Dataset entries

= = = = =

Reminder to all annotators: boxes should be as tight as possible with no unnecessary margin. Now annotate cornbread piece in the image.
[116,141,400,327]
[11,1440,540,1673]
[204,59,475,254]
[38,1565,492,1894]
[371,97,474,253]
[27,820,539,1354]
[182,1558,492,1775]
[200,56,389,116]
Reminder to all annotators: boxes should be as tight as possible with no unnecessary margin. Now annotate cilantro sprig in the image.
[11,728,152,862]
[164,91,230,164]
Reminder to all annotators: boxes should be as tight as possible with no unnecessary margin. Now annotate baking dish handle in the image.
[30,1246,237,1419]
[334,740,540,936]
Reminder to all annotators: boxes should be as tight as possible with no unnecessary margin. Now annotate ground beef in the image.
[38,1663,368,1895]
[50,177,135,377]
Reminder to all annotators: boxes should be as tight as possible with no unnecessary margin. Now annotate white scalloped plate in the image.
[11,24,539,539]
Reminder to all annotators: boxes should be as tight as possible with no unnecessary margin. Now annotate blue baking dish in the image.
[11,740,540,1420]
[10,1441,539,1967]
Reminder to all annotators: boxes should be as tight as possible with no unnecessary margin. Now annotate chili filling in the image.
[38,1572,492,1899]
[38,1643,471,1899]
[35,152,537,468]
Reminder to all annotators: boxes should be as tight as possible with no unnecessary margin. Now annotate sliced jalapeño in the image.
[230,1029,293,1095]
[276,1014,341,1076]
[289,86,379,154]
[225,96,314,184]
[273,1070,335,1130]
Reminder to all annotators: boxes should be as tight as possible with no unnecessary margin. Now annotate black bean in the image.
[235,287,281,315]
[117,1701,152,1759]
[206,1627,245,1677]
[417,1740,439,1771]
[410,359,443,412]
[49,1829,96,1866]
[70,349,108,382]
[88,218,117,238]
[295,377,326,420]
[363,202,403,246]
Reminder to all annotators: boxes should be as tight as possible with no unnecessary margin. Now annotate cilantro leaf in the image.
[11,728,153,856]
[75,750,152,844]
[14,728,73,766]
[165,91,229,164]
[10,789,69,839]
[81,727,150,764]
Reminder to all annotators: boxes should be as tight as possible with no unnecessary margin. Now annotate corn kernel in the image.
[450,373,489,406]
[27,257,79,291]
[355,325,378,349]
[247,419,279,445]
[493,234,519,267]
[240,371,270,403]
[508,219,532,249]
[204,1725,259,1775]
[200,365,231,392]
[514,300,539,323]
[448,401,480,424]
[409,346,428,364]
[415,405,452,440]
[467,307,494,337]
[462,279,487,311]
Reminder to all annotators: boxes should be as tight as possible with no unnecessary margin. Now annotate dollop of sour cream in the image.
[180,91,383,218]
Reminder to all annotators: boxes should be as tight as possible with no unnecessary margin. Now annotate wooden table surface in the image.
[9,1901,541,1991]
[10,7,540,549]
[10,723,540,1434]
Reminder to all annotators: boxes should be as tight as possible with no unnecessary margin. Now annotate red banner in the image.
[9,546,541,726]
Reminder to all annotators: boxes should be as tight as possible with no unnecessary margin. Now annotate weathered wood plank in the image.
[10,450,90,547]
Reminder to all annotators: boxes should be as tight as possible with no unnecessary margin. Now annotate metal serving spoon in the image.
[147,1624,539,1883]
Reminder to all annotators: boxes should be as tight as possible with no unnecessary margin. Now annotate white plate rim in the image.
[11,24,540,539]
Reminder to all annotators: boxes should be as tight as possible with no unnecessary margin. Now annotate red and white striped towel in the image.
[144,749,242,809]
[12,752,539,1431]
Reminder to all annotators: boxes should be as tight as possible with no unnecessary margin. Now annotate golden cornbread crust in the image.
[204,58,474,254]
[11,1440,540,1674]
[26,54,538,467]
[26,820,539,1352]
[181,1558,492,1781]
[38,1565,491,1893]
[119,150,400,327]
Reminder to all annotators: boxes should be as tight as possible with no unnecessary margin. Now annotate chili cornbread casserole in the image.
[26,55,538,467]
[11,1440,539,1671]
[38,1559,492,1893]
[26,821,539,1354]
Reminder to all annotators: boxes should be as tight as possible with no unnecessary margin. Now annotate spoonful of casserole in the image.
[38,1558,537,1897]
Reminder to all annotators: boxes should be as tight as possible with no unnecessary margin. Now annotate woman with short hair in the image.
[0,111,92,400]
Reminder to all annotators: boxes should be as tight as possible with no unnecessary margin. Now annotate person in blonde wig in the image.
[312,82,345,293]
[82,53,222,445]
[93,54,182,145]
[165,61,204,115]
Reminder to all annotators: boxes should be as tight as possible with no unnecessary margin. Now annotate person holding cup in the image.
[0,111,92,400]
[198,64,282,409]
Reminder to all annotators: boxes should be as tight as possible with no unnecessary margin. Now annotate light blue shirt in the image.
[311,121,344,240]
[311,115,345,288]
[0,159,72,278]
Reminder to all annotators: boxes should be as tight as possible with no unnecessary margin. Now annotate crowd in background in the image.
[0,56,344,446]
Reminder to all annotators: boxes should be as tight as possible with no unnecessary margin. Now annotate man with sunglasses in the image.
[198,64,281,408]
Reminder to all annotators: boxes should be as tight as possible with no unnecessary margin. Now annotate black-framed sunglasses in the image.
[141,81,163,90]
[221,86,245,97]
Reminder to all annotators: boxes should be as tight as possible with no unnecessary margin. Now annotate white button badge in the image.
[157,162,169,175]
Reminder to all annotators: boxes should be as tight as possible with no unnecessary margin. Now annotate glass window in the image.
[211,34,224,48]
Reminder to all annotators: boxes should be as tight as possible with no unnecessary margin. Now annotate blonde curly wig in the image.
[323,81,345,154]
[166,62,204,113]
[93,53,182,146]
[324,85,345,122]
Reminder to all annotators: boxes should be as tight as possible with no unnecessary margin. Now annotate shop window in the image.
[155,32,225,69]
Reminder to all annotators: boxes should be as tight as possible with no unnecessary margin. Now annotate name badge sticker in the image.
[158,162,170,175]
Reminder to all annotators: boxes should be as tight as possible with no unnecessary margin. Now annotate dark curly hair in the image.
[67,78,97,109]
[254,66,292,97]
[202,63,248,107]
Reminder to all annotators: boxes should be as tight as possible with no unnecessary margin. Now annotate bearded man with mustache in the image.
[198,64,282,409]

= = = = =

• [Task to complete] Write out the entries in full, exactly as given.

• [Response]
Reminder to all annotators: boxes should be as tight as possible with no unnecessary margin. Now annotate cornbread piece in the image.
[116,141,400,327]
[11,1440,540,1673]
[204,59,475,254]
[38,1565,492,1894]
[371,97,474,253]
[27,820,539,1354]
[182,1558,492,1775]
[200,56,389,116]
Reminder to all annotators: boxes should be as tight as possible with no unnecessary margin. Now annotate cilantro sprig in the image.
[11,728,152,862]
[164,91,230,164]
Reminder to all annotators: boxes should be as tight as possible with no unnecessary margin. Now annotate baking dish handle in the image.
[30,1246,237,1419]
[334,740,540,936]
Reminder to all annotators: boxes should be as tight as possible with no unnecessary margin. Now annotate ground beef in the image.
[38,1663,368,1895]
[50,177,135,377]
Reminder to all annotators: boxes should be as tight as possible with no unnecessary margin. Now annotate white scalloped plate in the image.
[11,24,539,539]
Reminder to all annotators: boxes should be as tight as possible with no unnecessary margin. Now annotate blue baking dish in the image.
[11,740,540,1420]
[10,1441,539,1967]
Reminder to all annotators: boxes should be as tight as possible with no unnecessary margin. Now annotate chili filling in the image.
[38,1572,492,1899]
[38,1643,471,1899]
[35,152,537,468]
Reminder to all annotators: boxes should be as tight as possible with no unnecessary margin. Now annotate sliced jalapeño in the image.
[230,1029,293,1095]
[276,1014,341,1076]
[289,86,379,154]
[225,96,314,184]
[273,1070,335,1130]
Reminder to all annotators: boxes should be as tight as possible with no unnecessary margin. Now annotate black bean in the image.
[235,287,281,315]
[117,1701,152,1759]
[206,1627,245,1677]
[417,1740,439,1771]
[410,359,443,412]
[49,1829,96,1866]
[70,349,108,382]
[88,218,117,238]
[295,377,326,420]
[363,202,403,246]
Reminder to all annotators: boxes should be as tight as possible with no unnecessary margin. Now annotate cilantro leaf in the image.
[11,728,153,856]
[75,750,152,844]
[14,728,73,766]
[165,91,229,164]
[10,789,69,839]
[81,727,150,764]
Reminder to all annotators: boxes should be as tight as possible with no unnecessary margin. Now annotate corn kernel in the image.
[450,373,489,406]
[27,257,79,291]
[355,325,378,349]
[247,419,279,445]
[493,234,519,267]
[240,371,270,403]
[508,219,532,249]
[204,1725,259,1775]
[200,365,231,392]
[514,300,539,323]
[448,401,480,424]
[409,346,428,364]
[415,405,452,440]
[467,307,494,337]
[462,279,487,311]
Reminder to all annotators: boxes should be as tight as possible with no unnecessary margin. Now annotate dollop of sour cream in the image.
[180,91,383,218]
Reminder to all annotators: boxes should be as tight as possible with no unnecessary margin. Now annotate wooden table surface in the image.
[9,1901,541,1991]
[10,7,540,549]
[10,723,540,1434]
Reminder to all annotators: boxes should be as tight as possible with no unnecessary margin. Now annotate red banner in the image.
[9,546,541,726]
Reminder to all annotators: boxes should be as tight as possible with no unnecessary margin. Now annotate weathered wood plank in the image.
[10,450,90,547]
Reminder to all annotators: boxes should be as tight as possible with no unnecessary margin. Now annotate metal serving spoon in the image.
[147,1624,539,1883]
Reminder to all annotators: boxes should be as tight as possible with no unnecessary margin. Now annotate white plate rim in the image.
[11,24,540,539]
Reminder to all annotators: boxes should be as tight as possible with no unnecessary margin. Now annotate red and white striped towel in the image.
[144,749,242,809]
[12,752,539,1431]
Reminder to all annotators: boxes should be as tight as possible with no unnecessary margin. Now annotate golden cornbread crust in the image.
[204,58,474,254]
[11,1440,540,1674]
[26,54,538,467]
[26,820,539,1352]
[181,1558,492,1781]
[38,1565,491,1893]
[119,150,400,327]
Reminder to all annotators: boxes should be as tight as possible with no unnecessary margin. Now annotate chili cornbread casserole in the image.
[26,55,538,467]
[11,1440,539,1671]
[38,1559,492,1893]
[26,821,539,1354]
Reminder to all annotators: boxes should be as tight as possible with no unnecessary margin. Now annotate spoonful of casserole in the image.
[38,1558,537,1897]
Reminder to all annotators: boxes should be as tight as possible with no unnecessary margin. Now annotate woman with short hair in the image.
[0,111,92,400]
Reminder to all annotators: boxes should be as tight as possible with no unnecessary margin. Now annotate person in blonde wig in the image.
[312,82,345,293]
[82,53,222,445]
[93,54,182,145]
[165,61,204,115]
Reminder to all annotators: boxes should be as tight as possible with no unnecessary margin. Now annotate person holding cup in the image.
[0,111,92,400]
[198,64,282,409]
Reminder to all annotators: boxes should be as tight as possible with no unnecessary margin. Now annotate light blue shirt in the image.
[311,121,344,240]
[311,115,345,288]
[0,159,72,278]
Reminder to all annotators: boxes should be as tight as possible with no unnecessary margin. Now annotate crowd in background in the image.
[0,56,344,446]
Reminder to all annotators: boxes should be as tight as possible with no unnecessary margin. Now annotate man with sunglasses in the image.
[198,64,281,408]
Reminder to all annotators: boxes should be as tight as possible with no unnecessary margin. Now annotate black-framed sunglasses in the image.
[141,81,163,90]
[221,86,245,97]
Reminder to all annotators: boxes should be as tight as possible with no unnecessary margin. Now annotate white button badge in the image.
[157,162,169,175]
Reminder to all annotators: boxes should be as tight as possible with no unnecessary margin. Now annotate glass window in the image.
[211,34,224,48]
Reminder to all annotators: boxes should be as tight as possible with no unnecessary margin. Now annotate blonde curly wig in the image.
[323,81,345,154]
[166,62,204,113]
[93,53,182,146]
[324,85,345,122]
Reminder to all annotators: boxes should be as tight as possible with no unnecessary margin. Now annotate shop window in the image.
[155,32,225,69]
Reminder to all annotators: boxes should be as tight as possible with no unnecessary margin. Now annotate name badge sticker in the image.
[158,162,170,175]
Reminder to all annotators: boxes should be as tight as possible with no unnecessary margin. Now annotate dark curly hair in the image.
[67,78,97,109]
[254,66,292,97]
[202,63,248,107]
Reminder to all annotators: boxes should be as tight as possible with no unnecessary margin. Now annotate bearded man with mustache in the image.
[198,64,282,409]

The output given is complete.